Objectif a
Répondez aux questions suivantes à partir du passage fourni.
(i) Par quels mots commence-t-on lorsqu'on professe sa foi ?
(ii) Comment la foi est-elle définie ?
(iii) Quel sujet est traité au chapitre deuxième ?

Passage fourni

━━━

26
Lorsque nous professons notre foi, nous commençons par dire :
" Je crois " ou " Nous croyons ". Avant d’exposer la foi de l’Église
telle qu’elle est confessée dans le Credo, célébrée dans la
liturgie, vécue dans la pratique des Commandements et dans la
prière, demandons-nous donc ce que signifie " croire ". La foi est
la réponse de l’homme à Dieu qui se révèle et se donne à lui, en
apportant en même temps une lumière surabondante à l’homme en quête
du sens ultime de sa vie. Nous considérons dès lors d’abord cette
quête de l’homme (chapitre premier), ensuite la Révélation
divine, par laquelle Dieu vient au devant de l’homme (chapitre
deuxième), enfin la réponse de la foi (chapitre troisième).

━━━

Objectif b
Relevez toutes les lignes qui contiennent le mot « figure ».

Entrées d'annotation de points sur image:
━━━

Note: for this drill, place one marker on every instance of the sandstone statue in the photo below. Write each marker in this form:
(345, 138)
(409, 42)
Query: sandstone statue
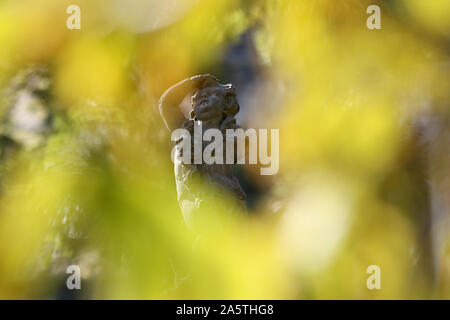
(201, 188)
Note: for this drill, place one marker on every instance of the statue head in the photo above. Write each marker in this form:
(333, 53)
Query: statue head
(214, 102)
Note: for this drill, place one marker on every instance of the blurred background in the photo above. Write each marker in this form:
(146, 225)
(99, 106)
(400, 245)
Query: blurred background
(86, 176)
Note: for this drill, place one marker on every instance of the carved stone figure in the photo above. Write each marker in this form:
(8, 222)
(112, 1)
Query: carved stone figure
(201, 187)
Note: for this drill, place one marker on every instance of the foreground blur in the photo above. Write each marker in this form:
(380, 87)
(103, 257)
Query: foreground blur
(85, 170)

━━━

Réponse complète a
(i) On commence par dire « Je crois » ou « Nous croyons ».
(ii) La foi est la réponse de l'homme à Dieu qui se révèle et se donne à lui.
(iii) Le chapitre deuxième traite de la Révélation divine, par laquelle Dieu vient au devant de l'homme.

Réponse complète b
Note: for this drill, place one marker on every instance of the carved stone figure in the photo above. Write each marker in this form:
Query: carved stone figure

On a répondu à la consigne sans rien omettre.